* [Records provided]
■ ■ ■
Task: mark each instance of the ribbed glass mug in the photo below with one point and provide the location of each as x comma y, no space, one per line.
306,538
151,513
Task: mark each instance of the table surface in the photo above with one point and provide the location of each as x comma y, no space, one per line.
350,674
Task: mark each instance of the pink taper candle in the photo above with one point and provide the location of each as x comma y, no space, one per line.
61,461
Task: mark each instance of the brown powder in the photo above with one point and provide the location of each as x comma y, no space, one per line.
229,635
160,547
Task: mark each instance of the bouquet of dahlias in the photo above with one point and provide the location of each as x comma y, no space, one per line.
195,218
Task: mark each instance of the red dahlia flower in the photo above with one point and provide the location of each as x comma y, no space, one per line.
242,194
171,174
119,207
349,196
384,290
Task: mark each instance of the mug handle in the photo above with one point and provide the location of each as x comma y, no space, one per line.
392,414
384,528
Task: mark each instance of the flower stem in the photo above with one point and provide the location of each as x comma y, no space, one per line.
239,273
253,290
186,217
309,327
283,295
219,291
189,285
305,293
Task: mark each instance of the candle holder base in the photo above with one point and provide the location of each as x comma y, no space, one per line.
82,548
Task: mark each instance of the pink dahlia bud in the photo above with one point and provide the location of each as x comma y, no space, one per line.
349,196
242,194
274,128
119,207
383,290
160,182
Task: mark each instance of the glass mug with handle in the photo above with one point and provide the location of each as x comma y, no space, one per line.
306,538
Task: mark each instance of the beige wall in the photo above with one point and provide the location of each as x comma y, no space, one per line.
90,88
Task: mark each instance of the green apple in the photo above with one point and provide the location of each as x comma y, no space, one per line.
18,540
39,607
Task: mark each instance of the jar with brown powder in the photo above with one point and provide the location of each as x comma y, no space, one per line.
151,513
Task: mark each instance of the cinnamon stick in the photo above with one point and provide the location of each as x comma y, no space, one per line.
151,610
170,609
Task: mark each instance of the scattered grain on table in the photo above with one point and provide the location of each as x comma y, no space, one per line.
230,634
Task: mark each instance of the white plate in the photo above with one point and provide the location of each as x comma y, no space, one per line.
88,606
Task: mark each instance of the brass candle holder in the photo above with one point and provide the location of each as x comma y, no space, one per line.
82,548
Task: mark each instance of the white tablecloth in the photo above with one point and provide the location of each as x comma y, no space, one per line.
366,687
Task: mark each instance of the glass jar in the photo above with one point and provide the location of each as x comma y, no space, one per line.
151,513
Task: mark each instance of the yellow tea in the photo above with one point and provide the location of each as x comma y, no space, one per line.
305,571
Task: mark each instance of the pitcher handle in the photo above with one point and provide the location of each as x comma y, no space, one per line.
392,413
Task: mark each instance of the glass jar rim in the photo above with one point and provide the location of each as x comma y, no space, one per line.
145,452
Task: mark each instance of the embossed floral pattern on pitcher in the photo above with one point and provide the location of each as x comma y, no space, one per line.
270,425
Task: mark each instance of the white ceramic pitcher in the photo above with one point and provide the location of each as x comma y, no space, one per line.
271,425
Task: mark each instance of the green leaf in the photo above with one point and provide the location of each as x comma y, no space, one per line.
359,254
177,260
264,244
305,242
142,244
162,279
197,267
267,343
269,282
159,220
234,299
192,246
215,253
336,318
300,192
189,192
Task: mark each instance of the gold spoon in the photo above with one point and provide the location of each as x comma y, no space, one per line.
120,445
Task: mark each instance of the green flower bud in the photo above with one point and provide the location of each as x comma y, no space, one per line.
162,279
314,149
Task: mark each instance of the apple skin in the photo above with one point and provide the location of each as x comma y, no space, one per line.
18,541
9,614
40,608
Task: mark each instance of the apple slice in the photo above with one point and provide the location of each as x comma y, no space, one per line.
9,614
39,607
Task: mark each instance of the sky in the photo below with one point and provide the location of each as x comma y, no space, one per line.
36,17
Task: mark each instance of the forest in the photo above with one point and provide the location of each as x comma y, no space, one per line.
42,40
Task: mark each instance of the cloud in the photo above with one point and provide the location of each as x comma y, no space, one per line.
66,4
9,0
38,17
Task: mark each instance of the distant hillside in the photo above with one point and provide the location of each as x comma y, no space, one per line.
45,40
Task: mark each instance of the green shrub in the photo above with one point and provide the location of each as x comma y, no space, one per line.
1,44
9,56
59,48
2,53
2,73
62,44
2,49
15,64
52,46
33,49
■ ■ ■
* [Task statement] Rewrite the records from the line with "Task: mark each instance of the sky" up to and including the last line of the records, putting "green bush" in place of "green shrub" and changing nothing else.

* [Finished task]
Task: mark each instance of the sky in the photo below with one point and provide the location of each as x comma y, no space, one per line.
36,17
Task: mark each instance of the forest in the photo above with one point and provide the location of each as x comma y, no space, one per line.
42,40
Task: mark each instance of the cloud in the photo above with one point and provide the location of each as x comma y, no space, one per line.
66,4
9,0
38,17
Task: mark each instance of the distant hillside in the photo above with one point and provide the location of each as x comma y, no space, one per line.
45,40
Task: mark each instance of the green bush in the photo above with one point and provide the location of each as x comma y, no space, one per line.
1,44
9,56
59,48
2,53
2,73
62,44
2,49
15,64
52,46
33,49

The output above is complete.